[Begin PASSAGE PROVIDED]

# Data Exploration

During this stage, our objective is to gain a deep understanding of the dataset we are working with. We aim to prepare our dataset for subsequent analysis and the development of Machine Learning models.
       
**Excel File Utilized : Delhi-House-Prices.xlsx**

**Imports**

In [1]:
import numpy as np
import pandas as pd
import os

**Creating a DataFrame from the Imported Excel File**

In [3]:
cwd = os.getcwd()
df = pd.read_excel(cwd + "/Delhi-House-Prices.xlsx")

[End PASSAGE PROVIDED]

Carry the data exploration notebook forward from its last line, the cell that loads the Excel file into a DataFrame. The listing has no connection to the data exploration notebook.

[Begin RECORD SET]

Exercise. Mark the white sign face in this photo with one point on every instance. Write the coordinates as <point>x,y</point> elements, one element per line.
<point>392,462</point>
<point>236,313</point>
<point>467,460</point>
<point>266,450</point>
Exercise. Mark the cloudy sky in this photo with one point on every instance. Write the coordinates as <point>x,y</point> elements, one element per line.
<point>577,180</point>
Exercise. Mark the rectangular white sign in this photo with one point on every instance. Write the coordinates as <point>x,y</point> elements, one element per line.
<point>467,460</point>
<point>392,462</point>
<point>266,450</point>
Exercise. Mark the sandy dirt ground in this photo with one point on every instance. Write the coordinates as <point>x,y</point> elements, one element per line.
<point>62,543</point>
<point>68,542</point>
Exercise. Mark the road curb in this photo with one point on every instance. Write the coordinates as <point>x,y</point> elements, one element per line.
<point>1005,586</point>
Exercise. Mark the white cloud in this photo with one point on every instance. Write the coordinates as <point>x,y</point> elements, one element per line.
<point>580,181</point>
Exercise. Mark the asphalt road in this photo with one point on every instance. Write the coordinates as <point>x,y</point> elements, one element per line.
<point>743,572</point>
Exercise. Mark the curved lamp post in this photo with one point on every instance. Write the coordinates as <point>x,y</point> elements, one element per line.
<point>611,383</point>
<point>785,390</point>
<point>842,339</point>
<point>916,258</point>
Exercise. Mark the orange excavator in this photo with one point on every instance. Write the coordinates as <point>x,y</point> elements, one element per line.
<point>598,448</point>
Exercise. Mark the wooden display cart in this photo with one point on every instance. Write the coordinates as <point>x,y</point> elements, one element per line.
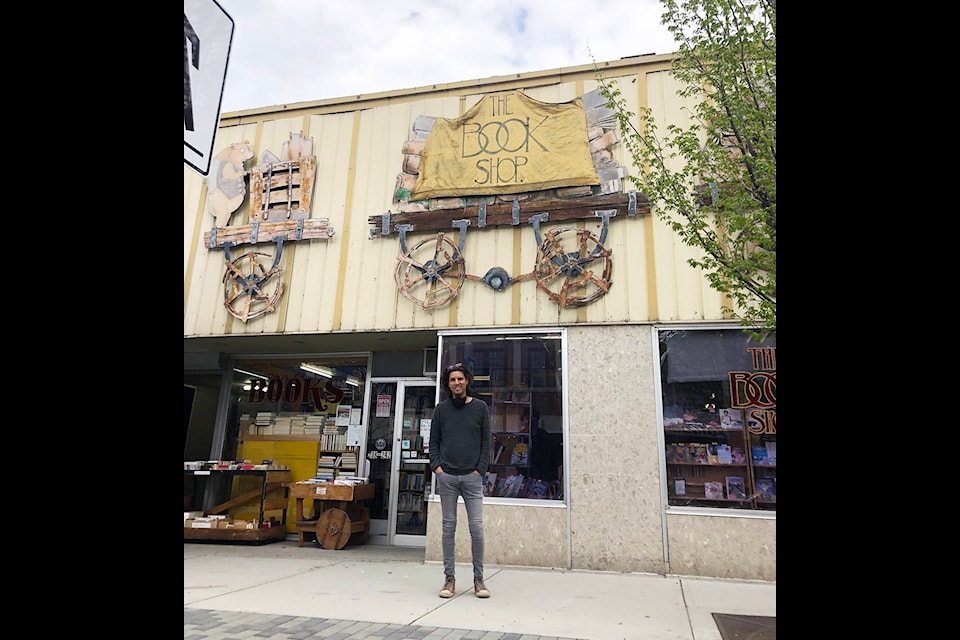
<point>270,495</point>
<point>336,515</point>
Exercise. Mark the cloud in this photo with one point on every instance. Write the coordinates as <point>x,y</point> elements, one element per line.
<point>287,51</point>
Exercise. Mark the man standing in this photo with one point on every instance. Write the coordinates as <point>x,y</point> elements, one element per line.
<point>460,455</point>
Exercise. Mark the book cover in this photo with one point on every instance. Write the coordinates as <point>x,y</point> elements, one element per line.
<point>489,482</point>
<point>712,453</point>
<point>766,488</point>
<point>519,454</point>
<point>724,454</point>
<point>713,489</point>
<point>731,419</point>
<point>680,486</point>
<point>538,489</point>
<point>700,452</point>
<point>511,486</point>
<point>736,489</point>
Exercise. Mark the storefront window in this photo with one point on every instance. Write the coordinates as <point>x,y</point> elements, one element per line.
<point>519,376</point>
<point>719,418</point>
<point>276,398</point>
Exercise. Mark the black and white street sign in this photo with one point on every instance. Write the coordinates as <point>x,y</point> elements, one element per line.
<point>207,36</point>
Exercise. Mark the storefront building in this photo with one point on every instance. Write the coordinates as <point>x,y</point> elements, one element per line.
<point>372,241</point>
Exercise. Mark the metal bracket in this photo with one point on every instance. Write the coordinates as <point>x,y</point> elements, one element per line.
<point>606,214</point>
<point>402,230</point>
<point>462,225</point>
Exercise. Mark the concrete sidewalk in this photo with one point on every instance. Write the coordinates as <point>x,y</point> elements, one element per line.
<point>282,591</point>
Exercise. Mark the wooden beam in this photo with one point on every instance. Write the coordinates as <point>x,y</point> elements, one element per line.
<point>500,214</point>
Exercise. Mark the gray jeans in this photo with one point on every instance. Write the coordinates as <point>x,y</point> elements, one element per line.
<point>470,488</point>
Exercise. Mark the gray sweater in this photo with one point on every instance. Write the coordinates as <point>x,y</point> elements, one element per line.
<point>460,438</point>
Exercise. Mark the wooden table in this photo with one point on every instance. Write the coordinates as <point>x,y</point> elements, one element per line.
<point>336,514</point>
<point>270,494</point>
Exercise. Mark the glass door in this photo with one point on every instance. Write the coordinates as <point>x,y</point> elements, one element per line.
<point>412,462</point>
<point>398,462</point>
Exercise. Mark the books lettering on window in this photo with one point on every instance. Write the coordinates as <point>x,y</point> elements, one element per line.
<point>736,489</point>
<point>713,490</point>
<point>731,419</point>
<point>766,488</point>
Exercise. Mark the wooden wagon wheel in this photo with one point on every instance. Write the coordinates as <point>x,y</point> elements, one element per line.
<point>333,529</point>
<point>250,289</point>
<point>431,273</point>
<point>571,278</point>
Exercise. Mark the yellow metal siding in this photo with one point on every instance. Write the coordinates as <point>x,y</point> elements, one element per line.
<point>347,284</point>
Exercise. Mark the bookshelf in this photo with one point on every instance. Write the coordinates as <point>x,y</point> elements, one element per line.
<point>518,381</point>
<point>714,463</point>
<point>263,491</point>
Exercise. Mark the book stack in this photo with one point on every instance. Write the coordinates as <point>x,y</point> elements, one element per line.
<point>349,460</point>
<point>314,424</point>
<point>281,425</point>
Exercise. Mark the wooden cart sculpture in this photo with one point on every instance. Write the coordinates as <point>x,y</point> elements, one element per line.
<point>281,190</point>
<point>339,518</point>
<point>573,266</point>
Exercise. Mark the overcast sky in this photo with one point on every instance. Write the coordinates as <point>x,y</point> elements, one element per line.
<point>287,51</point>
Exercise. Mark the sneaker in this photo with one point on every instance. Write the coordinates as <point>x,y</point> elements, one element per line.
<point>480,589</point>
<point>449,588</point>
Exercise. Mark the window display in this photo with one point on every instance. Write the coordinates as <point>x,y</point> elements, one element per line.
<point>519,377</point>
<point>719,418</point>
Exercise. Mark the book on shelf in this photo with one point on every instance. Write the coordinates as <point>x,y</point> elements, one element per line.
<point>766,488</point>
<point>700,452</point>
<point>731,419</point>
<point>539,489</point>
<point>680,486</point>
<point>736,489</point>
<point>713,489</point>
<point>519,455</point>
<point>712,453</point>
<point>771,452</point>
<point>489,482</point>
<point>724,454</point>
<point>512,486</point>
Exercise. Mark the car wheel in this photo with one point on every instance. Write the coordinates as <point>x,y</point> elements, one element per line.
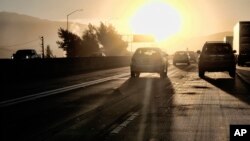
<point>232,73</point>
<point>132,73</point>
<point>137,74</point>
<point>201,73</point>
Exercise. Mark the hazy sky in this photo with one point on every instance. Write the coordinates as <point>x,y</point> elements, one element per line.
<point>199,17</point>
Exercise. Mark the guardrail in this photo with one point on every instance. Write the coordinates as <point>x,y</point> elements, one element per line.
<point>57,67</point>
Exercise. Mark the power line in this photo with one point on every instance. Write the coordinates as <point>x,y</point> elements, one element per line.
<point>19,44</point>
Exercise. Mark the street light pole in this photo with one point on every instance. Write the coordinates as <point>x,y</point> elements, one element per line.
<point>69,15</point>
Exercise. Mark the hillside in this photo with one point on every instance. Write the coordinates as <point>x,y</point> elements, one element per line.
<point>22,31</point>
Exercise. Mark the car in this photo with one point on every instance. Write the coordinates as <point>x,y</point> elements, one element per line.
<point>193,56</point>
<point>216,57</point>
<point>181,57</point>
<point>149,60</point>
<point>25,54</point>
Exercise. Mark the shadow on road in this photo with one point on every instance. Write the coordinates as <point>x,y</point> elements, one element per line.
<point>235,87</point>
<point>155,114</point>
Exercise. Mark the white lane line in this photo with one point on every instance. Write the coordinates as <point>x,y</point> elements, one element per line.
<point>59,90</point>
<point>124,124</point>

[End RECORD SET]

ANSWER FOR THIS EXERCISE:
df

Unnamed: 0,Tagline,Construction Status,Price,Area,Bathrooms
0,3 BHK in Sector 3 Dwarka Delhi,Ready to move,1.8 Cr,1900,3 Bathrooms
1,3 BHK in Sector 3 Dwarka Delhi,Ready to move,1.8 Cr,1900,2 Bathrooms
2,3 BHK in Sector 3 Dwarka Delhi,Ready to move,1.8 Cr,1900,2 Bathrooms
3,3 BHK in Sector 3 Dwarka Delhi,Ready to move,1.81 Cr,1900,3 Bathrooms
4,3 BHK in Sector 3 Dwarka Delhi,Ready to move,1.8 Cr,1900,3 Bathrooms
...,...,...,...,...,...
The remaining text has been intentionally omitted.